• _Exercise requirements_:
1 > In the Barnard's Star passage, reproduce the text word for word from "Because stars are" to "a flag moves.".
2 > According to the Barnard's Star passage, where is the telescope that MAROON-X is attached to located?

• _Supplied passage_:
· · · · ·

Barnard's Star is a type called an
M dwarf star, which we now know is extremely numerous in the universe.
Scientists, therefore, would like to know more about what kinds of planets they
host.
The trouble is that these faraway
planets are far too tiny to be seen next to the brilliance of their stars, even
with our most powerful telescopes. That means scientists have had to get
creative to search for them.
One such effort was led by UChicago
Prof. Jacob Bean, whose team created and installed an instrument called
MAROON-X, which is attached to the Gemini Telescope on a Hawaiian mountaintop
and designed specifically to search for distant planets.
Because stars are so much brighter
than their planets, it's easier to look for effects that planets have on their
stars—like monitoring the wind by watching how a flag moves.
MAROON-X looks for one such effect;
the gravity of each planet tugs slightly on the star's position, meaning the
star seems to wobble back and forth. MAROON-X measures the color of the light
so precisely that it can pick up these minor shifts, and even tease apart the
number and masses of the planets that must be circling the star to have this
effect.

· · · · ·

• _Entries supplied_:
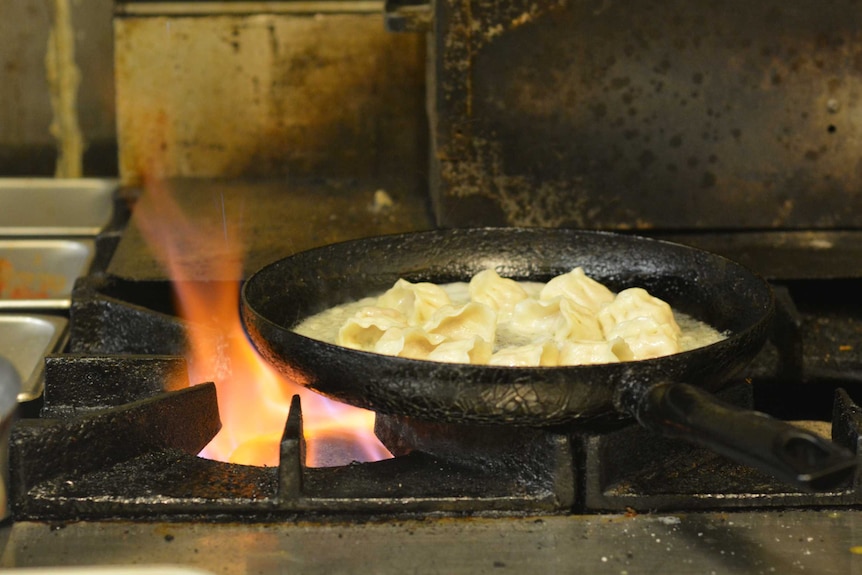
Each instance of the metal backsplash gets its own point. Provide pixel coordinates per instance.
(647, 114)
(263, 89)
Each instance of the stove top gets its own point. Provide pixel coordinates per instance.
(112, 452)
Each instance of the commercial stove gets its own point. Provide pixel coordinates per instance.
(754, 108)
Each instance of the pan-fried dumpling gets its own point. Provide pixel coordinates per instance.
(417, 301)
(594, 352)
(411, 342)
(646, 337)
(633, 303)
(367, 326)
(543, 353)
(476, 351)
(578, 288)
(500, 294)
(465, 322)
(559, 317)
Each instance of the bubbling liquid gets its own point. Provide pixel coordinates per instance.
(570, 320)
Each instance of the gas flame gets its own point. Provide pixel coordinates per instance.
(253, 397)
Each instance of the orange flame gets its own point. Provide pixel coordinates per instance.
(253, 397)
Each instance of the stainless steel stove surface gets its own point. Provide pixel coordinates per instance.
(562, 501)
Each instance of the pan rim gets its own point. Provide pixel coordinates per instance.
(768, 305)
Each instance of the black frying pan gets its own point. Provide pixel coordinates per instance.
(667, 394)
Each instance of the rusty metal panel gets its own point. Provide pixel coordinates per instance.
(268, 94)
(647, 114)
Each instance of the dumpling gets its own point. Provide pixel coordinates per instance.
(543, 353)
(578, 288)
(646, 337)
(468, 321)
(594, 352)
(580, 322)
(500, 294)
(412, 342)
(476, 351)
(417, 301)
(367, 326)
(633, 303)
(531, 317)
(559, 317)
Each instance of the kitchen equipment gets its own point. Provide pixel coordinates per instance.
(45, 207)
(40, 273)
(10, 384)
(708, 287)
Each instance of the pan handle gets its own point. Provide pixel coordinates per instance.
(790, 453)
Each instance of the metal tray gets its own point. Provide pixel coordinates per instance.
(25, 340)
(55, 207)
(40, 274)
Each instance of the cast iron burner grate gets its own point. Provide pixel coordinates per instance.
(114, 441)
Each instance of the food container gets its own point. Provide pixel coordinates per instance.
(10, 384)
(41, 207)
(40, 274)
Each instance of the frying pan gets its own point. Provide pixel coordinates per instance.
(670, 395)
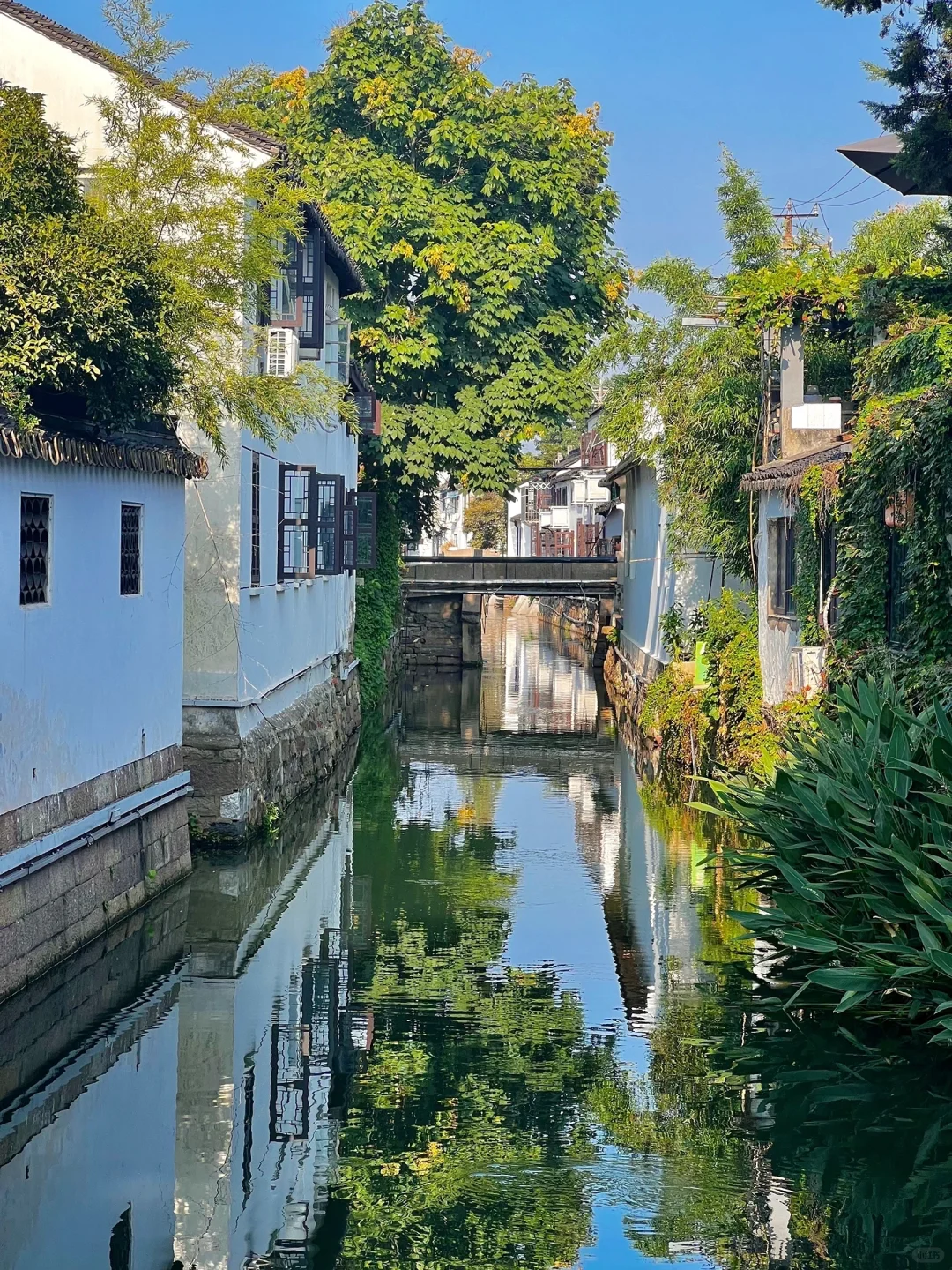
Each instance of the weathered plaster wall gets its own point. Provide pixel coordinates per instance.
(52, 912)
(93, 680)
(651, 583)
(777, 635)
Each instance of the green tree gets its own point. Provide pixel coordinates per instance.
(481, 219)
(83, 303)
(485, 517)
(917, 71)
(216, 219)
(687, 399)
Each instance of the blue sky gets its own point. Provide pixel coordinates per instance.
(778, 81)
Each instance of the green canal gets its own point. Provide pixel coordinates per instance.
(482, 1005)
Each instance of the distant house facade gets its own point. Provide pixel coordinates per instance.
(562, 512)
(446, 533)
(651, 580)
(804, 430)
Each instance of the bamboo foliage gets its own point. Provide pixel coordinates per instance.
(856, 857)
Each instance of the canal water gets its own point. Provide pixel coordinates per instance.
(485, 1005)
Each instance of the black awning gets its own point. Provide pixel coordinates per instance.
(879, 158)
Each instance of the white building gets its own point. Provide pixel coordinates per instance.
(271, 540)
(562, 511)
(93, 798)
(447, 533)
(805, 432)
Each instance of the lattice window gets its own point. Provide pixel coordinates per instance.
(34, 549)
(131, 550)
(294, 545)
(256, 519)
(329, 494)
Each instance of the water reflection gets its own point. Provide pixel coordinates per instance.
(487, 1007)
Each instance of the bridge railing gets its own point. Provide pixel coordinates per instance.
(482, 572)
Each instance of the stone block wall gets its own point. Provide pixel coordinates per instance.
(433, 632)
(48, 915)
(58, 1010)
(235, 779)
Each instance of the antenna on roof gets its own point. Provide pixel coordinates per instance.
(788, 215)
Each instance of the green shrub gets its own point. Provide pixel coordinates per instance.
(724, 723)
(857, 859)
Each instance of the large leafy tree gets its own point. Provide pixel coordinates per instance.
(481, 219)
(83, 303)
(919, 71)
(687, 399)
(213, 215)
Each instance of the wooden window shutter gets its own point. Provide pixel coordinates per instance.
(349, 534)
(326, 514)
(296, 542)
(366, 531)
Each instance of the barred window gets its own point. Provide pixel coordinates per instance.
(294, 536)
(34, 549)
(131, 550)
(256, 519)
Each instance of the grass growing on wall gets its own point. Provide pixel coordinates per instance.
(723, 723)
(378, 605)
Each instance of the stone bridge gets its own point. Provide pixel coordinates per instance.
(510, 576)
(444, 598)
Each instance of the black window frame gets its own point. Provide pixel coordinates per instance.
(320, 517)
(782, 560)
(130, 559)
(256, 560)
(36, 545)
(366, 530)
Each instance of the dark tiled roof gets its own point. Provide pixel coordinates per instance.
(94, 52)
(781, 473)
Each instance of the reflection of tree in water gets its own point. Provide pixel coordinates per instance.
(469, 1119)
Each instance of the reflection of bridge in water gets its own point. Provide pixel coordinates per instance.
(499, 753)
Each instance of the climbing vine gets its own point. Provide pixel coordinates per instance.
(816, 510)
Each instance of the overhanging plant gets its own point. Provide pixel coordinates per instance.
(856, 859)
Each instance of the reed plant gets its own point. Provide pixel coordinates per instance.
(851, 843)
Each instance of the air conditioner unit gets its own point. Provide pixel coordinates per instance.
(282, 352)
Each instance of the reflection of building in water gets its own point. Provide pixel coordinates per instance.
(86, 1127)
(546, 690)
(257, 1132)
(654, 915)
(597, 827)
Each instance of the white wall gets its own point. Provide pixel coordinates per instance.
(652, 586)
(242, 643)
(69, 81)
(93, 680)
(777, 635)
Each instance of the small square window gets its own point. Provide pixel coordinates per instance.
(131, 550)
(34, 549)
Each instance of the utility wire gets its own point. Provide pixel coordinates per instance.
(818, 197)
(877, 195)
(843, 193)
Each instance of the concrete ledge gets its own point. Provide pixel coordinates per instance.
(238, 778)
(49, 912)
(36, 819)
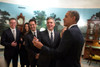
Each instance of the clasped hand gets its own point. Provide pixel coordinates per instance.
(37, 43)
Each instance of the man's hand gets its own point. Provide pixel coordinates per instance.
(37, 43)
(14, 44)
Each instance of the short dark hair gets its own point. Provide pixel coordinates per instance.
(74, 13)
(12, 19)
(50, 18)
(32, 20)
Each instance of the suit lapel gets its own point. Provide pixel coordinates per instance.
(47, 38)
(31, 35)
(10, 34)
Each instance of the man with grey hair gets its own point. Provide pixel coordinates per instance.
(69, 50)
(50, 38)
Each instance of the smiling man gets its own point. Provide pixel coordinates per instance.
(69, 50)
(49, 38)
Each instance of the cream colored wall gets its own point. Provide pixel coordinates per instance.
(57, 3)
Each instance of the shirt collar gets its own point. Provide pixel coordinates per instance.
(12, 29)
(33, 31)
(50, 31)
(72, 25)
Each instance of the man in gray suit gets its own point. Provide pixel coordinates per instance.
(69, 50)
(50, 38)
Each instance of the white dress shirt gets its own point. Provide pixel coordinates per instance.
(35, 33)
(14, 33)
(50, 34)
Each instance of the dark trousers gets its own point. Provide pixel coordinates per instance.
(13, 58)
(24, 65)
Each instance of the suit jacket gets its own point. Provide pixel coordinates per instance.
(69, 51)
(31, 49)
(6, 40)
(44, 59)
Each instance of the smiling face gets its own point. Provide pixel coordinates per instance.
(32, 25)
(13, 23)
(26, 27)
(50, 24)
(68, 19)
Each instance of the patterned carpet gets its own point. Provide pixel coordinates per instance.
(83, 62)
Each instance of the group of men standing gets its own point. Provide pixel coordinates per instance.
(45, 49)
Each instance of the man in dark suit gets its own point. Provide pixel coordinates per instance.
(31, 49)
(49, 38)
(69, 51)
(10, 38)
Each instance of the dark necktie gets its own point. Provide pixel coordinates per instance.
(34, 34)
(51, 37)
(14, 34)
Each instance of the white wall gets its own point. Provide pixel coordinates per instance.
(57, 3)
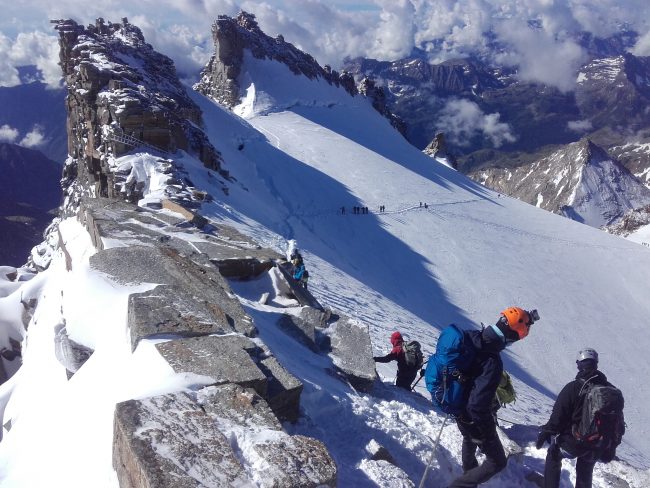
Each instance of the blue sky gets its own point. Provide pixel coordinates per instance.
(331, 30)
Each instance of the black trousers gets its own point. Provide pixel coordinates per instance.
(490, 445)
(564, 447)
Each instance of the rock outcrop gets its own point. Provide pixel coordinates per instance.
(121, 94)
(233, 36)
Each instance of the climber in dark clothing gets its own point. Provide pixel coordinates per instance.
(405, 373)
(477, 423)
(558, 432)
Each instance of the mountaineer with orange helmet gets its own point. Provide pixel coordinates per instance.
(482, 376)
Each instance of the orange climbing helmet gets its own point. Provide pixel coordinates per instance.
(519, 320)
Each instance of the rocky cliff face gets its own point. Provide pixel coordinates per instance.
(579, 181)
(121, 94)
(437, 148)
(233, 36)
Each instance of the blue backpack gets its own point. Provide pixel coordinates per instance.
(446, 372)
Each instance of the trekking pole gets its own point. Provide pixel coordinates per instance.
(433, 453)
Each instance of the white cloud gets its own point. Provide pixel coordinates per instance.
(8, 134)
(33, 138)
(580, 126)
(461, 120)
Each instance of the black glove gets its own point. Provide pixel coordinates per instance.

· · · · ·

• _Task solutions_:
1 >
Because stars are so much brighter
than their planets, it's easier to look for effects that planets have on their
stars—like monitoring the wind by watching how a flag moves.

2 > The Gemini Telescope is on a Hawaiian mountaintop.